## Task list
1. In the passage on poetry anthologies, which publisher is the Poem for Every … series produced for?
2. In the passage on poetry anthologies, replace "mechanical" with "paper" and give the text again, beginning at the words that have "Children are certainly" and stopping after "shriek without pain.".
3. Write the next part of the passage on poetry anthologies, picking up after its last line.

## Selection
◆ ◆ ◆ ◆ ◆ ◆ ◆

I’d consult other commercially published anthologies. One of the most ubiquitous is the Poem for Every … series Allie Esiri has produced for Macmillan. These attractive-looking hardbacks are intended for a family readership and clearly target the gift market. For anyone wanting an introduction to a broad sweep of traditional and contemporary poetry, these anthologies offer a good springboard, and any one of them would look good on a coffee table! There’s a brief introduction to each poem and a ribbon bookmark to find your place. Esiri has compiled different anthologies for every day, every night and every season, plus the A Poet for Every Day of the Year anthology, the A Nursery Rhyme for Every Day of the Year anthology, and an anthology of Shakespeare extracts. It’s an impressive achievement and there are enough poems to last you several lifetimes. I’ve been dipping into A Poem for Every Day of the Year. I intended to read one every day on the allotted date but, much like my new year resolutions to keep a daily diary, I’m afraid I didn’t sustain the effort. There are many gems, and many poems I didn’t know, but quite a lot was over-familiar. I would have liked a few more surprises, and I’d choose carefully which to share with children.
Children are certainly capable of enjoying adult poems and vice-versa. I’ve found children as young as nine relish Craig Raine’s ‘A Martian Sends a Postcard Home’. The first child in the class to realise that the alien is describing books in the extract below is always rightly chuffed with themselves:
Caxtons are mechanical birds with many wings
and some are treasured for their markings –
they cause the eyes to melt
or the body to shriek without pain.

◆ ◆ ◆ ◆ ◆ ◆ ◆

## Information given
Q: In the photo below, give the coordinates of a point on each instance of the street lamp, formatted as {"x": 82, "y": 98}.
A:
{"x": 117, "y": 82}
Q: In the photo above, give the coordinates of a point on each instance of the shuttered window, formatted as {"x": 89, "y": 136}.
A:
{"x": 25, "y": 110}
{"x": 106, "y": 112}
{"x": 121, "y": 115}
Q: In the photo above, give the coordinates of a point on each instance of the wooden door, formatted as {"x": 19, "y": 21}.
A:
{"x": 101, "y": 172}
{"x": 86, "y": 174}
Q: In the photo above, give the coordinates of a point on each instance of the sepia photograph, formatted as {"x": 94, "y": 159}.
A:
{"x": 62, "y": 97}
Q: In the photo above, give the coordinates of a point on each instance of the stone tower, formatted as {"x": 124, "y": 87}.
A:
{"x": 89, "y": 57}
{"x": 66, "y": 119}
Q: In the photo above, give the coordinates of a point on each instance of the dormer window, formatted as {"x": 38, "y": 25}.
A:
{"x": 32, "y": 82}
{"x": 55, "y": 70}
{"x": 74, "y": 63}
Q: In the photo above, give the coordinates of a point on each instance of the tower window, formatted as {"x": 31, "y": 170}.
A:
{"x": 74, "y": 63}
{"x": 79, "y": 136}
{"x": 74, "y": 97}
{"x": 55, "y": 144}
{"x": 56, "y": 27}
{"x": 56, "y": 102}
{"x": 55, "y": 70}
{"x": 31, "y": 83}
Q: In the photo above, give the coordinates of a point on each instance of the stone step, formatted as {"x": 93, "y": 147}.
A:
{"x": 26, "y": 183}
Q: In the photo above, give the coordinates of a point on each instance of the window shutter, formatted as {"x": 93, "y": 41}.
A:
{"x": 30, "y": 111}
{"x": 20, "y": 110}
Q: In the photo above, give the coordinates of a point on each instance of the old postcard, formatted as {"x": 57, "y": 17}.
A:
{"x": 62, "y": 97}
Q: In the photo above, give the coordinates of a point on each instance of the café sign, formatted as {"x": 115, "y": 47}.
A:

◆ ◆ ◆ ◆ ◆ ◆ ◆

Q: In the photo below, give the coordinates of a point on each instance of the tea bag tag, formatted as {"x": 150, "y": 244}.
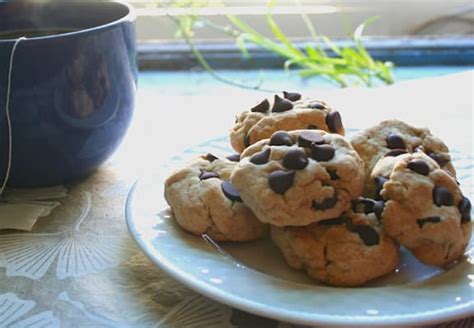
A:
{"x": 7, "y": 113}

◆ ◆ ◆ ◆ ◆ ◆ ◆

## Outputs by task
1. Macmillan

2.
Children are certainly capable of enjoying adult poems and vice-versa. I’ve found children as young as nine relish Craig Raine’s ‘A Martian Sends a Postcard Home’. The first child in the class to realise that the alien is describing books in the extract below is always rightly chuffed with themselves:
Caxtons are paper birds with many wings
and some are treasured for their markings –
they cause the eyes to melt
or the body to shriek without pain.

3.
I have never seen one fly, but
sometimes they perch on the hand.
The Martian’s take on toilets delights them still more of course:
Adults go to a punishment room
with water but nothing to eat.
They lock the doors and suffer the noises
alone. No one is exempt.
Two recently published anthologies in the ‘poem a day’ format that do seem to me both child-friendly and whole-family friendly are Fiona Waters’ I am the Seed that Grew the Tree (a nature poem for every day of the year) and Tiger, Tiger, Burning Bright! (an animal poem for every day of the year). Another variation on the ‘poem a day’ format is The Big Amazing Poetry Book chosen by Gaby Morgan (Macmillan, 2022) which offers fifty-two weeks of poetry from fifty-two poets (some classic, most contemporary). I like the concept of this anthology – the idea of staying with a poet for a week, with seven of their poems, and getting a sense of their voice.
Putting an anthology together is a daunting task; potentially frustrating too. I’m sure I’d keep remembering old poems that should have been included or finding brand new poems too late. But there is something generous, joyful and celebratory in taking on the task. So, hats off to A.F. Harrold, Allie Esiri, Fiona Waters, Gaby Morgan and the many other excellent compilers of anthologies. I shall finish here by indulging myself with lists of my top ten poems and top ten published anthologies for children (currently that is!).
ANNIE FISHER’S TOP TEN CHILDREN’S POEMS
‘The Tyger’ by William Blake
‘William Blake says: Everything that lives is holy’ by Adrian Mitchell
‘The Highwayman’ by Alfred Noyes
‘Jabberwocky’ by Lewis Carroll
‘The Owl and the Pussy-Cat’ by Edward Lear
‘By St Thomas Water’ by Charles Causley
‘My Hat’ by Tony Mitton
‘A Poem for My Mum’ by A.F. Harrold
‘The race to get to sleep’ by Brian Patten
‘Granny Is’ by Valerie Bloom
ANNIE FISHER’S TOP TEN CHILDREN’S POETRY ANTHOLOGIES
The Puffin Book of Utterly Brilliant Poetry – Brian Patten (Puffin,1999)
Midnight Feasts – A.F. Harrold (Bloomsbury, 2019)
The Big Amazing Poetry Book – Gaby Morgan (Macmillan, 2022)
The Works Volume 1 – Paul Cookson (Macmillan, 2014)
Tiger, Tiger, Burning Bright! – Fiona Waters (Nosy Crow, 2020)
I am the Seed that Grew the Tree – Fiona Waters (Nosy Crow, 2018)
Poems to Perform – Julia Donaldson (Macmillan, 2014)
Sensational – Roger McGough (Macmillan, 2005)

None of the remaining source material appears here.